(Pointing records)

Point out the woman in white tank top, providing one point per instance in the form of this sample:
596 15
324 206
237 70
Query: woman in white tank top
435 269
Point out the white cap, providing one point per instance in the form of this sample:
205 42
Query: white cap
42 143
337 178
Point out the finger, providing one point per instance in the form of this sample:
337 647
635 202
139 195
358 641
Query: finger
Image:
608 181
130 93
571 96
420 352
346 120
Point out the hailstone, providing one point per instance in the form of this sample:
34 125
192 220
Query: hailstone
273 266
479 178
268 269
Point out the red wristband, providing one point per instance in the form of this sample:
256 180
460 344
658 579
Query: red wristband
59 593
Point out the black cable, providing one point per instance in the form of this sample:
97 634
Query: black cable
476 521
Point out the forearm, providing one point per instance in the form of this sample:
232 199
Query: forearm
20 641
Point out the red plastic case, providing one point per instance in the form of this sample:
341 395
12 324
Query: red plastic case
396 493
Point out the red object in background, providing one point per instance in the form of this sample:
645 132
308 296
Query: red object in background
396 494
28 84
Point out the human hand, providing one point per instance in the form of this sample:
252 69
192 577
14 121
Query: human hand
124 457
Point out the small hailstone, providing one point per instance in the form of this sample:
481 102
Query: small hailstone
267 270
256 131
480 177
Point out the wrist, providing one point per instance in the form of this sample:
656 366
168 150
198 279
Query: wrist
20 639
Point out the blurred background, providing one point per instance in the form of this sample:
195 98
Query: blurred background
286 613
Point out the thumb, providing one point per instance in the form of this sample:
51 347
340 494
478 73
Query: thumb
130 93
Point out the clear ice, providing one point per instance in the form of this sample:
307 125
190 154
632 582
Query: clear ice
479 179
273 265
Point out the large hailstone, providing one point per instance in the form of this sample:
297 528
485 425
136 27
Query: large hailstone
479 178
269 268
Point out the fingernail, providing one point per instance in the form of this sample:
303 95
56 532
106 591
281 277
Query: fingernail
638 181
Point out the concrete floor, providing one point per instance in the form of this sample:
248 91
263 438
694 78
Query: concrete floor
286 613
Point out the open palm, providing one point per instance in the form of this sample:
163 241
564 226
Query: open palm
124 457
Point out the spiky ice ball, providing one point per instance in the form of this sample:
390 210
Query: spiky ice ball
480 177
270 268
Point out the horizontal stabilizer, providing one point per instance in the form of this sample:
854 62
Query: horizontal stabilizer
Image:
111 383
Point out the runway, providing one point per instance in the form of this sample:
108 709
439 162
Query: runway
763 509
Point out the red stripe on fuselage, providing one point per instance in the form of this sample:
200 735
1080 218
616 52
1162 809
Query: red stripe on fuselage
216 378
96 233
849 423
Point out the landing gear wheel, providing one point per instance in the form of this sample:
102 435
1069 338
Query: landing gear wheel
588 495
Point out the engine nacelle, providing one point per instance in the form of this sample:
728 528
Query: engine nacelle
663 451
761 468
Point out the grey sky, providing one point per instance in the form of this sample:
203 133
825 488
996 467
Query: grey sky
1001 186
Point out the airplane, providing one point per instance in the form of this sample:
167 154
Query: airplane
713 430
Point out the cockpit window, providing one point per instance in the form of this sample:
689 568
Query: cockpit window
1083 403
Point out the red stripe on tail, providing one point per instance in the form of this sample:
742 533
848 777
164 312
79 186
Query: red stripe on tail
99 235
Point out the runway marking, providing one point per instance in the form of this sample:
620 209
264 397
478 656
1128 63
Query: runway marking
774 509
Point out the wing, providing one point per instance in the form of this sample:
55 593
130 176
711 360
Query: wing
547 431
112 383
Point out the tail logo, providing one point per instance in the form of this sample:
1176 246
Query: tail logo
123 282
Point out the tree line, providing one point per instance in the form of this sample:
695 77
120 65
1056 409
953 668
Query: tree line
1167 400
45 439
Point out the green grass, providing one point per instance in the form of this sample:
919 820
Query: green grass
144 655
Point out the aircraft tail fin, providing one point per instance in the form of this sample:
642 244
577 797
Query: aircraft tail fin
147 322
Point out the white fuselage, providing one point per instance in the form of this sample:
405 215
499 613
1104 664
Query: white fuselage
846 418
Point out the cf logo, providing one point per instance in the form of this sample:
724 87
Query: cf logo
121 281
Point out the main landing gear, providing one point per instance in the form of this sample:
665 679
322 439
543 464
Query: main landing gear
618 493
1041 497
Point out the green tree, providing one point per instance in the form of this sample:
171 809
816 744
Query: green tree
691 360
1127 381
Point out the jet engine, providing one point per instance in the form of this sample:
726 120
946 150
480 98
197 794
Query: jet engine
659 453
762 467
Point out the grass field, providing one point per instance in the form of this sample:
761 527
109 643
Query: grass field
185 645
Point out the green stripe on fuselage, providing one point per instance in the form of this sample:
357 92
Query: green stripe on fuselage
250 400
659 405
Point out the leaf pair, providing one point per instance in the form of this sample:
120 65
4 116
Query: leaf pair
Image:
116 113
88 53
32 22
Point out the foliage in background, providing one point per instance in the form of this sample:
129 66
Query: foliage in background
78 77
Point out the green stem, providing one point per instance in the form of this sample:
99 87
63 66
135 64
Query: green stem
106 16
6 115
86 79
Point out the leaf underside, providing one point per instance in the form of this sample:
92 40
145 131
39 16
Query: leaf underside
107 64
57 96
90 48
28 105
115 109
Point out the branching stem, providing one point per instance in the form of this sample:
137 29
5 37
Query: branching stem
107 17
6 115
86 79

**THE REQUEST:** Write out every line of the records exactly.

**CORRECT ANSWER:**
Point out the woman in white tank top, providing one point per instance in the form of this sample:
596 15
324 206
237 70
Query: woman in white tank top
435 269
Point out the white cap, providing one point per instance in the form of this sample:
205 42
Query: white cap
42 143
337 178
Point out the finger, providing one point per instance in the form of this sample:
337 647
635 202
139 195
358 641
Query: finger
Image:
608 181
130 93
571 96
420 352
346 120
Point out the hailstone, providing one point per instance in the form of this sample:
34 125
192 220
Query: hailstone
273 266
479 178
268 269
Point out the red wristband, providing one point per instance in the form of this sample:
256 180
460 344
658 579
Query: red wristband
59 593
Point out the black cable, providing one point per instance in the form of this sample:
97 634
Query: black cable
476 521
Point out the forearm, providing one point per instance in the form of this sample:
232 199
Query: forearm
20 641
Point out the red plastic case, providing one point per instance in the form of this sample:
341 395
12 324
Query: red plastic case
396 493
Point out the red object in background, providing one point per instance in the form of this sample:
645 132
308 296
Query: red object in background
396 494
28 84
Point out the human hand, providing one point per instance in the form of this sample:
252 69
192 577
14 121
Query: human hand
124 457
Point out the small hailstone, providing one point per instance in the form of this sample:
481 102
Query: small hailstone
267 270
256 131
480 177
Point out the wrist, providing one point per instance in the form of this sample:
656 366
168 150
198 279
Query: wrist
20 639
Point out the blurred background, providing one point per instance in the form of this sample:
195 98
Query: blurred background
286 613
Point out the thumb, providing one point per instance in the form of this sample:
51 347
340 494
478 73
Query: thumb
130 93
Point out the clear ice, providing one point per instance in the form of this sample:
307 125
190 154
632 582
Query: clear ice
479 179
273 265
Point out the large hailstone, providing one point per instance in the form of this sample:
297 528
485 425
136 27
Query: large hailstone
479 178
269 268
Point out the fingernail, providing one point per instance in the form of this sample:
303 95
56 532
106 591
281 277
Query: fingernail
638 181
Point out the concrete floor, providing one point per instance in the form of this sample:
248 91
263 438
694 78
Query: concrete floor
286 613
Point out the open palm, providing one point per instance in the form of this sample:
163 241
564 226
Query: open palm
124 457
Point out the spiky ice ball, providing one point per instance in the form of this sample:
390 210
Query: spiky ice ball
480 177
270 268
Point out the horizontal stabilizer, providing one point per instance in the form of this sample:
854 62
Query: horizontal stabilizer
Image:
111 383
Point out the runway, providing one point per instance in the form of this sample:
108 709
439 162
Query: runway
763 509
Point out the red stripe on fuselage, providing one point per instance in the form of this sample:
200 735
1080 218
616 52
1162 809
Query: red stripe on fuselage
216 378
96 233
849 423
Point out the landing gear wheel, providing one point per instance in the form of this sample:
102 435
1069 338
Query: landing gear wheel
588 495
Point out the engine nacelle, providing one point per instance in the form of this sample:
728 528
Query: engine nacelle
663 451
761 468
Point out the grey sky, providing one point per instance in the form of this sample:
203 133
825 488
996 467
Query: grey sky
1001 186
Point out the airplane, providing one point per instance in the form of this sample:
167 154
Query: airplane
713 430
Point out the cockpit window, providing one point per instance in the form of this sample:
689 568
Query: cockpit window
1083 403
Point out the red stripe on tail, providing one point per instance in the form of this sample:
742 533
848 777
164 312
79 186
Query: red stripe on tail
99 235
Point out the runway marking, providing one point per instance in the form of this sample:
620 209
264 397
478 656
1128 63
Query: runway marking
774 509
Point out the wing, providing one point per instance in the form of this sample:
55 593
130 176
711 360
Query: wing
547 431
112 383
Point out the tail logo, providing one point per instance in the form of this sample:
1176 246
Query: tail logo
123 282
Point out the tree line, providing one point per instance in the form of this sample:
695 77
120 65
1056 409
953 668
Query: tree line
1167 400
45 439
Point out the green grass, providing one point per instance in the form of this sample:
919 820
Query: green grass
144 655
Point out the aircraft tail fin, providing one point per instance in the form of this sample:
642 244
577 797
Query: aircraft tail fin
147 322
Point out the white fuselage, providing one point per instance in the form of this sample:
405 215
499 613
1104 664
Query: white fuselage
846 418
Point out the cf logo, providing one point per instance in the form of this sample:
724 87
Query: cf logo
121 281
Point out the main landing gear, providing one point per instance in the form of this sample:
665 679
322 439
543 464
Query: main landing gear
618 493
1041 497
Point out the green tree, providing one point per instance in the form of this sample:
171 809
816 744
Query: green tree
691 360
1127 381
Point out the jet engine, providing one point per instance in the form of this sample:
726 120
946 150
480 98
197 794
Query: jet engine
659 453
762 467
Point out the grass field, providing one point per instance in the form of this sample:
761 527
109 643
Query: grass field
185 645
Point out the green stripe on fuselage, providing one point per instance in the form of this sample:
357 92
Query: green stripe on fuselage
250 400
659 405
Point out the leaf pair, providing one point per instance in the form of this sample:
120 65
4 116
Query: leaf pair
Image:
116 113
88 53
32 22
Point out the foliage in background, providing one point per instance in the form of this sample:
129 66
Query: foliage in background
78 77
Point out the green stem, providing one point per instance in the form of this sample:
99 87
63 66
135 64
Query: green stem
106 16
6 115
86 79
Point out the leaf underside, providing one point per instance in the form of this sample:
92 40
145 131
39 16
Query: leaf underside
107 64
57 96
90 48
28 105
115 109
Point out the branching stem, providing one point per instance in the form of this sample:
137 29
5 37
Query: branching stem
107 17
6 115
86 79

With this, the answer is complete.